▶ **Directions**: Copy out the listing below line for line, without changing a single character.

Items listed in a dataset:
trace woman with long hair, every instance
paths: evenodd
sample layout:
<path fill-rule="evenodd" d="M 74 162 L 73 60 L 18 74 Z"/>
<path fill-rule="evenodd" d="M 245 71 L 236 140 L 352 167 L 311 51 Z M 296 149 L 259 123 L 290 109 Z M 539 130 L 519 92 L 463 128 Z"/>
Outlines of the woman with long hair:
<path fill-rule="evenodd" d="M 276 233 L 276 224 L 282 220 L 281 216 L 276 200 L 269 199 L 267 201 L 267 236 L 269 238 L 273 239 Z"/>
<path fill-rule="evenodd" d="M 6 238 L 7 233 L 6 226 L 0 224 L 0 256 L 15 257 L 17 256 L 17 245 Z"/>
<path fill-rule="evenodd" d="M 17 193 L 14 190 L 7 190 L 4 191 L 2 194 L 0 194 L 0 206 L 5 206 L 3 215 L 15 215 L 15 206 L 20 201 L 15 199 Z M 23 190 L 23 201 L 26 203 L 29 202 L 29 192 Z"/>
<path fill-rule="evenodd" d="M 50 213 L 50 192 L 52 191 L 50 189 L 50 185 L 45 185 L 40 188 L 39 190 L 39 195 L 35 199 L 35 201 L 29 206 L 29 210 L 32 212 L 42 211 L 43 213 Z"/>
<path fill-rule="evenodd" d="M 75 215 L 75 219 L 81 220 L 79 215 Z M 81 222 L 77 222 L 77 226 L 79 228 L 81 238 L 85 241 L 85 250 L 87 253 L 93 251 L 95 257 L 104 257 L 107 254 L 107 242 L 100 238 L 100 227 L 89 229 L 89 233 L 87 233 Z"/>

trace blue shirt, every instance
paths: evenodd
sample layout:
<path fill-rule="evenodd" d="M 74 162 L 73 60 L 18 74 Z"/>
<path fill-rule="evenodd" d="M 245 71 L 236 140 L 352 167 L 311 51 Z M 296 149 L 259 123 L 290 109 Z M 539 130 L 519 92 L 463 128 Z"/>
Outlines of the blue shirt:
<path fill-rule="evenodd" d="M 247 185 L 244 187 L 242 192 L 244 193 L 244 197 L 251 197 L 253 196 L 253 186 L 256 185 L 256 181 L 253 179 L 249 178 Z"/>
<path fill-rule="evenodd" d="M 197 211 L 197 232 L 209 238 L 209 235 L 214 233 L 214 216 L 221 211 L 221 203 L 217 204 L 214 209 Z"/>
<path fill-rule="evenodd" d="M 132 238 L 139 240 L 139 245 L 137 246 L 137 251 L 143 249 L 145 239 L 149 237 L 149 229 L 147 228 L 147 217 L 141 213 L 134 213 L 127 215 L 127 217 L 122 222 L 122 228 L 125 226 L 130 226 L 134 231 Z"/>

▶ **Solution for this exercise**:
trace woman with long hair, every instance
paths: evenodd
sample layout:
<path fill-rule="evenodd" d="M 74 162 L 73 60 L 18 74 Z"/>
<path fill-rule="evenodd" d="M 245 71 L 236 140 L 352 167 L 311 51 Z M 296 149 L 259 123 L 290 109 Z M 539 130 L 519 92 L 463 128 Z"/>
Outlines of the woman with long hair:
<path fill-rule="evenodd" d="M 276 233 L 276 224 L 282 220 L 281 216 L 276 200 L 269 199 L 267 201 L 267 236 L 269 238 L 273 239 Z"/>
<path fill-rule="evenodd" d="M 6 238 L 7 233 L 6 226 L 0 224 L 0 256 L 15 257 L 17 256 L 17 245 Z"/>
<path fill-rule="evenodd" d="M 17 193 L 14 190 L 7 190 L 4 191 L 2 194 L 0 194 L 0 206 L 5 206 L 3 215 L 15 215 L 15 206 L 20 201 L 15 199 Z M 23 190 L 23 201 L 26 203 L 29 202 L 29 192 Z"/>
<path fill-rule="evenodd" d="M 50 213 L 50 192 L 52 191 L 50 189 L 50 185 L 45 185 L 40 188 L 39 190 L 39 195 L 35 199 L 35 201 L 29 206 L 29 210 L 32 212 L 42 211 L 43 213 Z"/>
<path fill-rule="evenodd" d="M 75 215 L 75 219 L 81 220 L 79 215 Z M 81 222 L 77 222 L 77 226 L 79 228 L 81 238 L 85 241 L 85 250 L 87 253 L 93 251 L 95 257 L 104 257 L 107 254 L 107 242 L 100 238 L 100 227 L 89 229 L 89 233 L 87 233 Z"/>

trace blue shirt, every instance
paths: evenodd
sample layout:
<path fill-rule="evenodd" d="M 74 162 L 73 60 L 18 74 Z"/>
<path fill-rule="evenodd" d="M 245 71 L 236 140 L 352 167 L 311 51 Z M 296 149 L 259 123 L 290 109 Z M 539 130 L 519 92 L 463 128 Z"/>
Outlines of the blue shirt:
<path fill-rule="evenodd" d="M 247 185 L 244 187 L 242 192 L 244 193 L 244 197 L 251 197 L 253 196 L 253 186 L 256 185 L 256 181 L 253 179 L 249 178 Z"/>
<path fill-rule="evenodd" d="M 197 211 L 197 232 L 209 238 L 209 235 L 214 233 L 214 216 L 221 211 L 221 203 L 217 204 L 214 209 Z"/>
<path fill-rule="evenodd" d="M 132 238 L 139 240 L 139 245 L 137 246 L 137 251 L 143 249 L 145 239 L 149 237 L 149 229 L 147 228 L 147 217 L 141 213 L 134 213 L 127 215 L 127 217 L 122 222 L 122 228 L 125 226 L 130 226 L 134 231 Z"/>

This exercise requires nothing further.